DIRECTIONS:
• A. According to the pull request, which version of torchao crashes on import on Windows ROCm?
• B. Retype the stretch of the pull request that opens with the words containing "The repo already" and closes with "path marks _rocm_windows_torch_installed.".
• C. Condense the pull request's paragraph beginning "Previously, the installer skipped torchao" into a short list that keeps its main facts.

Skip to content

Guard Windows ROCm torchao override skip#6837

Merged
Imagineer99 merged 22 commits into
unslothai:mainfrom
InfoSage05:issue-6833-windows-rocm-torchao
Jul 3, 2026
Merged

Guard Windows ROCm torchao override skip#6837
Imagineer99 merged 22 commits into
unslothai:mainfrom
InfoSage05:issue-6833-windows-rocm-torchao

Conversation

@InfoSage05

Copy link
Copy Markdown
Contributor

What changed

This PR hardens the Windows ROCm torchao skip path in studio/install_python_stack.py.

Previously, the installer skipped torchao only when _rocm_windows_torch_installed had been set earlier in the install flow. This change adds a direct runtime probe of the installed torch build and skips the torchao override whenever the target venv already contains a Windows ROCm torch wheel.

Why it changed

Issue #6833 reports that on Windows ROCm, torchao==0.17.0 crashes on import because the ROCm Windows torch build does not expose torch.ops._c10d_functional.all_gather_into_tensor.

The repo already had the main mitigation in place:

  • Studio runtime stubs torchao on Windows ROCm so transformers and peft imports do not crash.
  • install_python_stack.py skips installing torchao when the ROCm-install path marks _rocm_windows_torch_installed.

[Collected data entries]
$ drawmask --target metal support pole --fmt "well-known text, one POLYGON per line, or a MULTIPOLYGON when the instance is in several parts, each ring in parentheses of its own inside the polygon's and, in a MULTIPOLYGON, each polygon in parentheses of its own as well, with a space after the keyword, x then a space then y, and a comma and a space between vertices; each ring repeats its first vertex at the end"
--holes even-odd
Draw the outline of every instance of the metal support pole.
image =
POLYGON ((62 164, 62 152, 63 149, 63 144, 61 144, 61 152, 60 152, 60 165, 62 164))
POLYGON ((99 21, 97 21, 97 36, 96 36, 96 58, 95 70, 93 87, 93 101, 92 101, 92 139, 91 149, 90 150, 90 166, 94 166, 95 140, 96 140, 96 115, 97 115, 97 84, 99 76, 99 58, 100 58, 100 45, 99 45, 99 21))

RESPONSES BY ITEM NUMBER:
• A. torchao==0.17.0

• B.
The repo already had the main mitigation in place:

  • Studio runtime stubs torchao on Windows ROCm so transformers and peft imports do not crash.
  • install_python_stack.py skips installing torchao when the ROCm-install path marks _rocm_windows_torch_installed.

• C.
- Before: the installer skipped torchao only if _rocm_windows_torch_installed had been set earlier in the install flow.
- Now: a direct runtime probe checks the installed torch build.
- The torchao override is skipped whenever the target venv already contains a Windows ROCm torch wheel.